───── FRAGMENTO CITADO

Una guerra diferente

El país en cuarentena: calles y avenidas vacías en la Ciudad de Buenos Aires (Maximiliano Luna)

Hace dos meses que estamos en guerra. No es una del tipo tradicional, no hay dos bandos, no se lucha por diferencias étnicas, ideológicas o por la demarcación de límites entre países. Tampoco se trata de patriotas o sublevados, ni de unitarios o federales, ni de izquierda o derecha, ni conservadores o reformistas.I No lo esperábamos. El mundo no velaba las armas preparado para cuando llegara. Podemos ver en internet el video de la charla TED de Bill Gates en 2015, que así lo prueba.

El coronavirus golpea a la puerta de una humanidad estratificada, con gran parte de ella en situación de pobreza extrema, con guerras armadas internas -siempre las más crueles-, guerras económicas, los aranceles, el valor del petróleo, con intolerancias políticas o religiosas, con países más ricos y desarrollados y otros sumidos en la miseria, con pueblos sin ninguna oportunidad en el horizonte.

En pocas semanas ese mundo dio un vuelco. Esas cuestiones que creíamos cruciales, de vida o muerte, han sido puestas bajo otra perspectiva. Nada tiene ya la misma importancia porque todo puede perderse para siempre. Puedo ganar, por ejemplo, una guerra religiosa si el virus mata a mi pueblo enemigo; pero a la vez, necesito cuidarlo para que no se enferme porque podría contagiar al mío. Quiere decir que ahora estamos en el mismo bando. Todos deberemos luchar, codo a codo, contra el mismo enemigo.

El transporte público solo puede ser utilizado por aquellos trabajadores que tienen permiso para circular o están exceptuados del decreto oficial (Adrián Escandar)

Nunca estuve en una guerra, solo la vi en las películas, pero se me hace que la sensación de salir a la calle estos días, debe ser parecida. Veo gente caminar con miedo, mirar para todos lados, cruzar de vereda si ven a alguien acercarse, pagar lo que compran casi tirando la plata y salir disparados como si hubieran robado las cosas.

Ayer a la tarde estuve un rato largo en el balcón y escuché un silencio distinto, como si fueran las 8 de la mañana de un 1° de enero, pero consciente de que es otra cosa. Es el silencio que produce el miedo, no sé si es comparable a estar en casa esperando un bombardeo -ni quisiera saberlo-, pero es estremecedor.

Acá estamos, a la espera y sin ninguna certeza. Nadie nos puede asegurar que si pasan 15 días y no nos enfermamos ya estemos a salvo o que si cumplimos con la cuarentena nada nos pasará. Nos dicen que cuando esté infectado el 70% de la población el virus ya no podrá circular. Pero eso sí, dejará un tendal de muertos en el camino. Como si los generales nos aseguraran que en unos meses ganaremos la guerra, pero con miles de bajas.

──────────

== QUÉ HACER ==
Transcribe literalmente el fragmento sobre la cuarentena desde "Hace dos meses" hasta "en el horizonte.". Los datos no tienen relación con el fragmento sobre la cuarentena.

───── DATOS EXTRAÍDOS

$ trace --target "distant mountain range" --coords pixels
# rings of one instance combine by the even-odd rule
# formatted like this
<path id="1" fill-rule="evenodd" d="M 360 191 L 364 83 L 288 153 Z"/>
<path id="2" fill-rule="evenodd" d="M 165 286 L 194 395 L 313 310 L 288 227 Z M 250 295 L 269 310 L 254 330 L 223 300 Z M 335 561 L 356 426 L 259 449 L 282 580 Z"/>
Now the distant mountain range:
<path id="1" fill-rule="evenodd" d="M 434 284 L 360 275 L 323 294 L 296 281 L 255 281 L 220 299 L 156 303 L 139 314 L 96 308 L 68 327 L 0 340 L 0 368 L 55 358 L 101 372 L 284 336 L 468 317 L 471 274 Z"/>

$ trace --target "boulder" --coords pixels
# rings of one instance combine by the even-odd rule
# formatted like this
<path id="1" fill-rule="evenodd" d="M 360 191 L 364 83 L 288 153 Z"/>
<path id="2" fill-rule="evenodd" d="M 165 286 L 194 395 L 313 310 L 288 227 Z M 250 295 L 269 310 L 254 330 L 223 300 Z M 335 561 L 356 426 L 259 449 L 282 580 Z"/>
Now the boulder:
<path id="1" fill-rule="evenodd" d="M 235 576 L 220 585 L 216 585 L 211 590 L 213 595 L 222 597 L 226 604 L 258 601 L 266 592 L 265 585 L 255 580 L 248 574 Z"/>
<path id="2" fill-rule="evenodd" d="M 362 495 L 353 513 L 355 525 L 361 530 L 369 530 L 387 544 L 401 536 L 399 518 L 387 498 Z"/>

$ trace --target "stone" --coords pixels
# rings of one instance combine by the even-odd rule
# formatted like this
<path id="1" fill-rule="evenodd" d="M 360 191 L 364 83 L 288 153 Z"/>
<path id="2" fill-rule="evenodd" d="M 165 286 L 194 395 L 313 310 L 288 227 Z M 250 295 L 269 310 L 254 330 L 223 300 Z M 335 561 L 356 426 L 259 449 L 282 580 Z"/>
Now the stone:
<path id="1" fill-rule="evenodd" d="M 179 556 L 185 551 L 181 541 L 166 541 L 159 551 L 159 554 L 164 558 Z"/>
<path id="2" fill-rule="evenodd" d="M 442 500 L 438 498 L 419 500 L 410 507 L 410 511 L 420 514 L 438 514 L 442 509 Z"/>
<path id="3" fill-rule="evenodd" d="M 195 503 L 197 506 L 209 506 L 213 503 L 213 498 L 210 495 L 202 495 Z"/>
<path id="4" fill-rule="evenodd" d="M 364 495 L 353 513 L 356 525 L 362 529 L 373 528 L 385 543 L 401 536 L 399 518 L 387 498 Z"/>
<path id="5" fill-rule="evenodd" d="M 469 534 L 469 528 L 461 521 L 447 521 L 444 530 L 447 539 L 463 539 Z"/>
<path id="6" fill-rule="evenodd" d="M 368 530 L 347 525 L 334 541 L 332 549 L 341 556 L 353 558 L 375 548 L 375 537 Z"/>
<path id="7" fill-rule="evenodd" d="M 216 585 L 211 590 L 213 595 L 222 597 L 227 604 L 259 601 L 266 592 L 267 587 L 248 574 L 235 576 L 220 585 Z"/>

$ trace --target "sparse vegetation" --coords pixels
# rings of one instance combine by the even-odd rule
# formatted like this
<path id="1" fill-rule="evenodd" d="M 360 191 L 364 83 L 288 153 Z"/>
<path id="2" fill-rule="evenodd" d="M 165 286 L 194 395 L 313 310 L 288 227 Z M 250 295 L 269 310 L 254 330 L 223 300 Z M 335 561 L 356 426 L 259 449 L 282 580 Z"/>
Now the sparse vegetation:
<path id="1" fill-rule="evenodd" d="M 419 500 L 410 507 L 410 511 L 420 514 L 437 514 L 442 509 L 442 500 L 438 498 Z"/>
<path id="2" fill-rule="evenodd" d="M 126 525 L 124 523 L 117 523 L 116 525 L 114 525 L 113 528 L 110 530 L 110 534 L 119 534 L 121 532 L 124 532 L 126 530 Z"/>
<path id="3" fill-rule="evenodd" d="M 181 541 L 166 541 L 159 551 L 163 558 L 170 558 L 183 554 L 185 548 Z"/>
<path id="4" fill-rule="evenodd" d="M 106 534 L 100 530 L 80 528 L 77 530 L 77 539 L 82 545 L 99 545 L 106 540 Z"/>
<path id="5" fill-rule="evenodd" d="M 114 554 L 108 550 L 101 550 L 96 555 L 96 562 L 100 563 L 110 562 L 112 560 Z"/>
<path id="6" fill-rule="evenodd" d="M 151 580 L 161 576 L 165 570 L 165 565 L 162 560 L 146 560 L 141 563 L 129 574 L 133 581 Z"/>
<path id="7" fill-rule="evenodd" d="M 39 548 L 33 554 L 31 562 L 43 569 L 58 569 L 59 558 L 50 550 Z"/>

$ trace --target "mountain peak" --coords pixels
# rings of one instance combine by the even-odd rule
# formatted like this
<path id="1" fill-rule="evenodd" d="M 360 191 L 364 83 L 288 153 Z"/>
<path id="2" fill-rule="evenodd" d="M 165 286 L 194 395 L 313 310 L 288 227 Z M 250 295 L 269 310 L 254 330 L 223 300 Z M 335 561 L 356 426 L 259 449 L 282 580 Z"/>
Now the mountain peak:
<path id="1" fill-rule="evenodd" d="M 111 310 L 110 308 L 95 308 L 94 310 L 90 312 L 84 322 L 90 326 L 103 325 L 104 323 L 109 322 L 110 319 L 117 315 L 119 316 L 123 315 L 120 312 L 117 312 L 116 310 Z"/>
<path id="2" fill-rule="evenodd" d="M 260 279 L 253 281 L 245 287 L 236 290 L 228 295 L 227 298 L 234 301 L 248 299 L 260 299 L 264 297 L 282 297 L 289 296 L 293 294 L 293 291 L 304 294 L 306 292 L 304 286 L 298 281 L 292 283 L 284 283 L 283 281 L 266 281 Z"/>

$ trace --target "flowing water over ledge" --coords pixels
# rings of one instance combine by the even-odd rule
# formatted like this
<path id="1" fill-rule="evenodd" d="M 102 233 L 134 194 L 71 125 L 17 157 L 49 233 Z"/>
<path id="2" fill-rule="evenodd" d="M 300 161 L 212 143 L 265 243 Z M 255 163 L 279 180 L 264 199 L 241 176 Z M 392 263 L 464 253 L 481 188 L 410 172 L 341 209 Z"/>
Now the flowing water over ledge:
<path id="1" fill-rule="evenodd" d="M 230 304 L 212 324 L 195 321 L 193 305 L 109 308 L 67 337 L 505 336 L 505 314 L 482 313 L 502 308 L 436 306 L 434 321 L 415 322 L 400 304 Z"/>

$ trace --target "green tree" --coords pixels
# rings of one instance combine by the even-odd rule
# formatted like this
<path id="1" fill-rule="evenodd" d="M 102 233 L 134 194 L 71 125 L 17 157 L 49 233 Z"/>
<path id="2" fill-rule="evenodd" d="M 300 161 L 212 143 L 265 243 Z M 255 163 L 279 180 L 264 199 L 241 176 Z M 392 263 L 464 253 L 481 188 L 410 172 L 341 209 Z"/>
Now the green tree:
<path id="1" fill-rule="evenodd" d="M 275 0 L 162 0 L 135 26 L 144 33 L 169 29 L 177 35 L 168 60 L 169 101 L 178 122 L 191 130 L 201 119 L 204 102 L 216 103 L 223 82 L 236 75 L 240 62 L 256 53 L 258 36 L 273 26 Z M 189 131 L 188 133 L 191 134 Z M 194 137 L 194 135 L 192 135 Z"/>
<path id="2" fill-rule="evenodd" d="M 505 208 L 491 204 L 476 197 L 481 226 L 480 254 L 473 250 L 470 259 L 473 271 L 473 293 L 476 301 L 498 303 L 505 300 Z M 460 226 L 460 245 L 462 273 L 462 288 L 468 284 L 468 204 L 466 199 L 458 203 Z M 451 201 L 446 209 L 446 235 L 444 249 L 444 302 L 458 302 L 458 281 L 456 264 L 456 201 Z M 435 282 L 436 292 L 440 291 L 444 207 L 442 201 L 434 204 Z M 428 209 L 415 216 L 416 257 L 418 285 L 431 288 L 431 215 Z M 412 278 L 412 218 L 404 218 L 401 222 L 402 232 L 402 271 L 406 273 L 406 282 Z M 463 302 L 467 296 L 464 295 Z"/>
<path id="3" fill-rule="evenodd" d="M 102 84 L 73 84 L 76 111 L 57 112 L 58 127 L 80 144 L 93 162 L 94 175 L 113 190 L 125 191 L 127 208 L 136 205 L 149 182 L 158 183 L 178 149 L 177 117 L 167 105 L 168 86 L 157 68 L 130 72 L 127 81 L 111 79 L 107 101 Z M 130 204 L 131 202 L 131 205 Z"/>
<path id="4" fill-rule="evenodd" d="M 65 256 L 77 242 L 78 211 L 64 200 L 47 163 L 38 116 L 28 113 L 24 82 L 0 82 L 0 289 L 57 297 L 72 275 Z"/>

──────────

== TAREA RESUELTA ==
Hace dos meses que estamos en guerra. No es una del tipo tradicional, no hay dos bandos, no se lucha por diferencias étnicas, ideológicas o por la demarcación de límites entre países. Tampoco se trata de patriotas o sublevados, ni de unitarios o federales, ni de izquierda o derecha, ni conservadores o reformistas.I No lo esperábamos. El mundo no velaba las armas preparado para cuando llegara. Podemos ver en internet el video de la charla TED de Bill Gates en 2015, que así lo prueba.

El coronavirus golpea a la puerta de una humanidad estratificada, con gran parte de ella en situación de pobreza extrema, con guerras armadas internas -siempre las más crueles-, guerras económicas, los aranceles, el valor del petróleo, con intolerancias políticas o religiosas, con países más ricos y desarrollados y otros sumidos en la miseria, con pueblos sin ninguna oportunidad en el horizonte.